*PETUNJUK LATIHAN:*
(a) Menurut berita tentang revisi UU keolahragaan, berapa KONI provinsi yang mengikuti rapat virtual bersama KONI Pusat?
(b) Tulis ulang bagian berita tentang revisi UU keolahragaan mulai dari "Pertama, bahwa revisi" sampai dengan "di kantor setempat.", dan ganti "olahraga prestasi" dengan "olahraga kompetitif".
(c) Lanjutkan berita tentang revisi UU keolahragaan mulai sesudah kalimat terakhir yang ditampilkan.

*TEKS BERITA:*
* * *
Yogyakarta (8/6/2020) konidiy.or.id – Ketua Umum Komite Olahraga Nasional Indonesia Daerah Istimewa Yogyakarta (KONI DIY) Prof. Dr. Djoko Pekik Irianto, M.Kes., AIFO., menekankan empat (4) hal penting dalam pembahasan Revisi Undang-Undang (UU) No. 3 Tahun 2005 tentang Sistem Keolahragaan Nasional (SKN) bersama dengan KONI Pusat dan 27 KONI Provinsi se-Indonesia melalui Rapat Virtual yang berlangsung pada Senin (8/6).
Pertama, bahwa revisi UU tersebut menurutnya tidak lagi sekadar revisi semata, namun betul-betul merubah secara total. Karena secara aspek legal, dikemukakan bahwa kalau ada perubahan di atas 50 persen terutama pasal per pasal itu, maka tidak lagi disebut sebagai revisi, tetapi sebagai perubahan. Oleh karena ada tiga ranah dalam UU tersebut, yang meliputi olahraga pendidikan, olahraga rekreasi, dan olahraga prestasi. Dan yang dibahas dalam kesempatan kali ini yakni mengenai olahraga prestasi.
“Penekanan yang pertama yakni bukan revisi lagi, tapi perubahan. Itu agar bisa memberikan peran sebagai pengungkit akselerasi pembangunan olahraga secara nasional,” ujar Prof. Djoko seusai mengikuti rapat virtual di kantor setempat.
* * *
*CUPLIKAN CATATAN:*
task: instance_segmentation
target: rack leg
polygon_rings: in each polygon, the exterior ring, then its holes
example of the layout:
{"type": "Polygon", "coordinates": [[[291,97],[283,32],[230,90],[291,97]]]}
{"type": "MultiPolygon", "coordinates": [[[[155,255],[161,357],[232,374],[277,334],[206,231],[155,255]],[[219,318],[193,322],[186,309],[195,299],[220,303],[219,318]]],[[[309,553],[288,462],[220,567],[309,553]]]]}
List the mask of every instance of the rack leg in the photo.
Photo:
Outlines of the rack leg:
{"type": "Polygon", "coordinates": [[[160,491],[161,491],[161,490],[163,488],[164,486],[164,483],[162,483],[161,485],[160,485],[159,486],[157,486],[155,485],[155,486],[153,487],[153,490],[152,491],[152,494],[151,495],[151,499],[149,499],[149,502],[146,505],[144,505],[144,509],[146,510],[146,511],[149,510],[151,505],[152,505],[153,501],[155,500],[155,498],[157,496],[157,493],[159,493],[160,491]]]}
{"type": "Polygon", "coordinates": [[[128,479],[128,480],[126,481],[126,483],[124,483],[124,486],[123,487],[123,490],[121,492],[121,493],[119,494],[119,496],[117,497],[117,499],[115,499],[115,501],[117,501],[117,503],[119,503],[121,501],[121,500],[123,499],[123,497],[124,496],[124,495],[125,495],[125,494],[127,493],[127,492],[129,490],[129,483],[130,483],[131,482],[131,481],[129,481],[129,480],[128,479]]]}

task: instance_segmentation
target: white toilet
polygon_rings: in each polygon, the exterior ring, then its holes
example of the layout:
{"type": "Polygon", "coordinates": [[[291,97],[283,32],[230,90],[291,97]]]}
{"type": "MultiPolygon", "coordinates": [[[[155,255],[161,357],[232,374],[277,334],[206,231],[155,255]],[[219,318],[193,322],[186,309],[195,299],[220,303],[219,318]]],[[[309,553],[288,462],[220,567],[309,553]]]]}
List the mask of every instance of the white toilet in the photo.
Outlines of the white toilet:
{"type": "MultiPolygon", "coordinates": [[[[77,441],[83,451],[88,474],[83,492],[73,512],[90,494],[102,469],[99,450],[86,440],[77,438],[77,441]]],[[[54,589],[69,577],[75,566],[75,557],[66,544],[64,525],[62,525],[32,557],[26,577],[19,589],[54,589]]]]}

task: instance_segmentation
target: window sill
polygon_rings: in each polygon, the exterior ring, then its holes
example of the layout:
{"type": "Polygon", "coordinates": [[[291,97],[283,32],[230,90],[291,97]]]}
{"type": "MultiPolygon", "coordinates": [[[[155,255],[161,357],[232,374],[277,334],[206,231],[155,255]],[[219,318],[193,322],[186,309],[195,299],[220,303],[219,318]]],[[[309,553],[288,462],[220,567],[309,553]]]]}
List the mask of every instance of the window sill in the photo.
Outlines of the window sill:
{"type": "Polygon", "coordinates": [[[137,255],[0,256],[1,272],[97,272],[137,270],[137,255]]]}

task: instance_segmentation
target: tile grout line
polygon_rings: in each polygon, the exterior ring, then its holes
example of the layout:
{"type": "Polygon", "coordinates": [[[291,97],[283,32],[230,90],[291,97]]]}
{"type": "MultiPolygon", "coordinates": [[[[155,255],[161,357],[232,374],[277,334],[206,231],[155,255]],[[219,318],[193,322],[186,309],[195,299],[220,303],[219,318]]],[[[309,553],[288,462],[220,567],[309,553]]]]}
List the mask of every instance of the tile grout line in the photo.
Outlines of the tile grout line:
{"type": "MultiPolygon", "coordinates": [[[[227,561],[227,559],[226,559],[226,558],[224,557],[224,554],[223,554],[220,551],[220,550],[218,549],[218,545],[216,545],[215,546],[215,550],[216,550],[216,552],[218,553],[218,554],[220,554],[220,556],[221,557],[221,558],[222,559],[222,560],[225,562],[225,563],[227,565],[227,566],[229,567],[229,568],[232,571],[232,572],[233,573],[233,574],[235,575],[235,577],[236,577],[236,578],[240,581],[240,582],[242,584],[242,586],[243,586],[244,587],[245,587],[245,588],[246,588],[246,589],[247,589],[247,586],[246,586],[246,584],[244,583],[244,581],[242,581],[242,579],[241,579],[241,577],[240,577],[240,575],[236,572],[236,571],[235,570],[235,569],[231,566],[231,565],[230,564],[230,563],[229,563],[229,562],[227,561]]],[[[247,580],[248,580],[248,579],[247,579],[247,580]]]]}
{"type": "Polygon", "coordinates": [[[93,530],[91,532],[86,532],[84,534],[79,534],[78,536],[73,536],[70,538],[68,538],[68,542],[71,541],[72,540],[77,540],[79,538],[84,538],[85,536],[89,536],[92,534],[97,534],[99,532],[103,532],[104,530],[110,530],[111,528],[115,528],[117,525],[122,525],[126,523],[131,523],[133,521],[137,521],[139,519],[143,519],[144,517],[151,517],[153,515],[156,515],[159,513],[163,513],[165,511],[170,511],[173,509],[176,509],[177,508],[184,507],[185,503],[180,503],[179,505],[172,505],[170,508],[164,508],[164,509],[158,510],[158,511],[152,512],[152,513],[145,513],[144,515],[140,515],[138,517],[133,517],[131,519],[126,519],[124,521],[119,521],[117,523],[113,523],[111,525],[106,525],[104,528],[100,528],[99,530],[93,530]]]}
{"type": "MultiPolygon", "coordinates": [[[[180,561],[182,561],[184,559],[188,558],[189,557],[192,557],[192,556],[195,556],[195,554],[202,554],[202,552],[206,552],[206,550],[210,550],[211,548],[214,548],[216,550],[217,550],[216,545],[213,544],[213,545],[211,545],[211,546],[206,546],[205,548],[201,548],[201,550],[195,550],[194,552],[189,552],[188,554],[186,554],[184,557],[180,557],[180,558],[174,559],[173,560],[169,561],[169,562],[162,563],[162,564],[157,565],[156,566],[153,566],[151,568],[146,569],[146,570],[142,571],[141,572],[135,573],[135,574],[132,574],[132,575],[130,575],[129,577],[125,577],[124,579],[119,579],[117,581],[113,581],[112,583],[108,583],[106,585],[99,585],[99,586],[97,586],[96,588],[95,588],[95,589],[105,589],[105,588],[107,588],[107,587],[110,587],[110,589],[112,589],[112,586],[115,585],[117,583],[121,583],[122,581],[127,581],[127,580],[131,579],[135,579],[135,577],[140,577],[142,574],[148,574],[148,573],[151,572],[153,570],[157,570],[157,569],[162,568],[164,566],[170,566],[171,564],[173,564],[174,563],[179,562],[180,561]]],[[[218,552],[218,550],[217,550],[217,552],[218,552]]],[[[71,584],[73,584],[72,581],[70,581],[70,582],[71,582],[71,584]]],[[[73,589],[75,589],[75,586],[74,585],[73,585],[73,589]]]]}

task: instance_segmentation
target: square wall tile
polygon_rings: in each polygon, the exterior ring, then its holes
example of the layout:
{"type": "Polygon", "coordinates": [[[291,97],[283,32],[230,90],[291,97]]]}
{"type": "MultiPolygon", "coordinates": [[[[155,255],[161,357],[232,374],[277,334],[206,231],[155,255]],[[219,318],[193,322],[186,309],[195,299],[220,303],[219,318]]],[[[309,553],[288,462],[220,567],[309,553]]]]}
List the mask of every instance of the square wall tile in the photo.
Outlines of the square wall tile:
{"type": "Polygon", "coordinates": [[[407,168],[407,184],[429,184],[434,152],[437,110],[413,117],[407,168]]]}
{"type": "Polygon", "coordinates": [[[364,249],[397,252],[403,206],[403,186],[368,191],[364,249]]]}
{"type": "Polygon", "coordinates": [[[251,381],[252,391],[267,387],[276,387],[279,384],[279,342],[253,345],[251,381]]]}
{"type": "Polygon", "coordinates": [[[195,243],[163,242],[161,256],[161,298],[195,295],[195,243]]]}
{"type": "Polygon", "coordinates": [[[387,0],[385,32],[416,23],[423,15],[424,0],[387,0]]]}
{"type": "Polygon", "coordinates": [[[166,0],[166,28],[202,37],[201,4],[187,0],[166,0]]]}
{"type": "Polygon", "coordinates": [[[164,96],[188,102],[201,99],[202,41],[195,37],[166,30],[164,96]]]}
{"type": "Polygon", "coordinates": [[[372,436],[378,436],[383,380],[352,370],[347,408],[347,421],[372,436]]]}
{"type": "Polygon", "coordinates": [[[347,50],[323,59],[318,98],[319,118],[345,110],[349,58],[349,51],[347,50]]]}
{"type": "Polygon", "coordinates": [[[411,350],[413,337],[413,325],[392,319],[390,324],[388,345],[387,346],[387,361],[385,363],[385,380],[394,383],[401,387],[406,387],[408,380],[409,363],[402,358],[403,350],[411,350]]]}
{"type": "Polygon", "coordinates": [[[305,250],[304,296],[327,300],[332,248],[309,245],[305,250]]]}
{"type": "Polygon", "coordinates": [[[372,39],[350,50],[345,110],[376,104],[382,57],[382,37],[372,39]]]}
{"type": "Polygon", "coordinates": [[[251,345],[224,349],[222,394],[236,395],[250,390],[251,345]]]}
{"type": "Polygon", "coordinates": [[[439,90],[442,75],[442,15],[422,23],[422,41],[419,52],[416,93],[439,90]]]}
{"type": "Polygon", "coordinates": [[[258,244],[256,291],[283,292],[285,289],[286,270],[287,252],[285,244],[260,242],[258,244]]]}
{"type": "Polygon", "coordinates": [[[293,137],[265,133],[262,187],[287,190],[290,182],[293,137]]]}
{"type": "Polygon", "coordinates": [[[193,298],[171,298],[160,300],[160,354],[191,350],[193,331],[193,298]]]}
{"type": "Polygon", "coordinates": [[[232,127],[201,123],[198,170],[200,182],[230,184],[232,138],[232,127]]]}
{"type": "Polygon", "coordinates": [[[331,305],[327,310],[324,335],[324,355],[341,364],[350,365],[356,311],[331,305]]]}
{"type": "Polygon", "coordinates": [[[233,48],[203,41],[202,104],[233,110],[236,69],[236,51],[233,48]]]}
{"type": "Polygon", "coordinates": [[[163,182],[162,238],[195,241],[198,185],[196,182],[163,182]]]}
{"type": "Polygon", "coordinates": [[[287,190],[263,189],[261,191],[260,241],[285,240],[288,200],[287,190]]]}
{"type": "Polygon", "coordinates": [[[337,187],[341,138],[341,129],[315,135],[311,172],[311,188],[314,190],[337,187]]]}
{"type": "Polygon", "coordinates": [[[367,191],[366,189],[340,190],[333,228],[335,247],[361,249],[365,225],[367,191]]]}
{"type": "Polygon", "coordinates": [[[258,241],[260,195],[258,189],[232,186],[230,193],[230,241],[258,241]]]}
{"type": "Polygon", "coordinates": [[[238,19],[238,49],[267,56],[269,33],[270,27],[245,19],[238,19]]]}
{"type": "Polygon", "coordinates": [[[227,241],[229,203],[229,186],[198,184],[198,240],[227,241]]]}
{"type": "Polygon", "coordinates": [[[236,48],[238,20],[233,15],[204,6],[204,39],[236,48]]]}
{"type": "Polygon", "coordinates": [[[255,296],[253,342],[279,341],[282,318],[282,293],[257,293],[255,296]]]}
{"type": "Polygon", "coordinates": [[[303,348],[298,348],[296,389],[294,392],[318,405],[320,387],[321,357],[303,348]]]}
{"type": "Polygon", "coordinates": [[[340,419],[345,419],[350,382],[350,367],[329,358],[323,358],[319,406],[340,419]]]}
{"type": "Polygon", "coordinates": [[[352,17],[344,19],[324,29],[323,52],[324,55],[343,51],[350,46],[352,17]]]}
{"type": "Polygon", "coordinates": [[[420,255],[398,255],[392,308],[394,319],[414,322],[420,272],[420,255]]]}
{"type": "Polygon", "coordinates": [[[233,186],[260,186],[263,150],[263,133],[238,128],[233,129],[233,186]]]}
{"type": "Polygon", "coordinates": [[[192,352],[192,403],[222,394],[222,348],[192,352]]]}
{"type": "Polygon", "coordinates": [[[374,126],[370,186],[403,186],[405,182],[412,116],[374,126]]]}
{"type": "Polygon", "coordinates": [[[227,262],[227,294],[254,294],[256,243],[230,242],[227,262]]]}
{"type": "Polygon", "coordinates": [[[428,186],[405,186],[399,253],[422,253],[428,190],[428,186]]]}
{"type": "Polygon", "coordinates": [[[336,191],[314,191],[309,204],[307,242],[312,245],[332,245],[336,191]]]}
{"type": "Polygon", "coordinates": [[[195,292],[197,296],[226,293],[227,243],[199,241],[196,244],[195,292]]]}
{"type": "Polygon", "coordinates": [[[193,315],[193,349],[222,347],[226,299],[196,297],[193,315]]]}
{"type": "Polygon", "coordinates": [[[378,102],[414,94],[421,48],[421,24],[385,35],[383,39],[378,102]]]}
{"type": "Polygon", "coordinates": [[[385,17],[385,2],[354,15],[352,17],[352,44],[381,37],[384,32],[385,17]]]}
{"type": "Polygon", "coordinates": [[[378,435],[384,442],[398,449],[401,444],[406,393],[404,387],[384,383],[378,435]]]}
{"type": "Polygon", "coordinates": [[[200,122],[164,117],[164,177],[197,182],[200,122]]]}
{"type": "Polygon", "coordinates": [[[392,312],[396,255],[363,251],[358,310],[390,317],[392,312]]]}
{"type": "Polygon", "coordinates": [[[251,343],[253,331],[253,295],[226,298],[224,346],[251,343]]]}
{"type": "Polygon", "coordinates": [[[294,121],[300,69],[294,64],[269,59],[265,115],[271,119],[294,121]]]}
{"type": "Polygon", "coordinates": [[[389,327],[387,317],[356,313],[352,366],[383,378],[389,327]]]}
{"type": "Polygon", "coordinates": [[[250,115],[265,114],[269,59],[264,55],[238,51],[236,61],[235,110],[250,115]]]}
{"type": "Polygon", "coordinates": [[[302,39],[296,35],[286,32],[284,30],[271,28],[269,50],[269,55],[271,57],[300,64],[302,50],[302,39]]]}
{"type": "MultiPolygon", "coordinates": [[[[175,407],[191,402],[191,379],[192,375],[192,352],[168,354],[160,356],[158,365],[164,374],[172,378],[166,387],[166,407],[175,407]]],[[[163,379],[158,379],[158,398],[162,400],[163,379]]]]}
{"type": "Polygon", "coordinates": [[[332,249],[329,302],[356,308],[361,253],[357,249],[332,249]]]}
* * *
*JAWABAN TUGAS:*
(a) 27 KONI provinsi.

(b)
Pertama, bahwa revisi UU tersebut menurutnya tidak lagi sekadar revisi semata, namun betul-betul merubah secara total. Karena secara aspek legal, dikemukakan bahwa kalau ada perubahan di atas 50 persen terutama pasal per pasal itu, maka tidak lagi disebut sebagai revisi, tetapi sebagai perubahan. Oleh karena ada tiga ranah dalam UU tersebut, yang meliputi olahraga pendidikan, olahraga rekreasi, dan olahraga kompetitif. Dan yang dibahas dalam kesempatan kali ini yakni mengenai olahraga kompetitif.
“Penekanan yang pertama yakni bukan revisi lagi, tapi perubahan. Itu agar bisa memberikan peran sebagai pengungkit akselerasi pembangunan olahraga secara nasional,” ujar Prof. Djoko seusai mengikuti rapat virtual di kantor setempat.

(c)
Kedua, perihal pasal 13 yang menyebutkan bahwa kewenangan pemerintah itu mutlak, yang selain sebagai regulator, juga berperan sebagai eksekutor. Hal ini kemudian diusulkan oleh KONI DIY bahwa peran atau kewenangan pemerintah yang berbunyi mengatur, membina, mengembangkan, melaksanakan dan mengawasi itu, kata ‘melaksanakan’ dihilangkan, sehingga pemerintah tidak lagi berperan ganda sebagai regulator dan eksekutor. Namun justru berfokus pada penguatan terhadap fungsi pemerintah sebagai regulator.
“Lalu pertanyaannya siapa yang menjadi eksekutor, eksekutornya adalah tentu stakeholder yang lain, termasuk KONI dan jajaran, PP dan PB Cabang Olahraga. Inilah letak bagaimana kita berupaya agar KONI memiliki peran yang lebih kuat dibanding selama ini,” jelasnya.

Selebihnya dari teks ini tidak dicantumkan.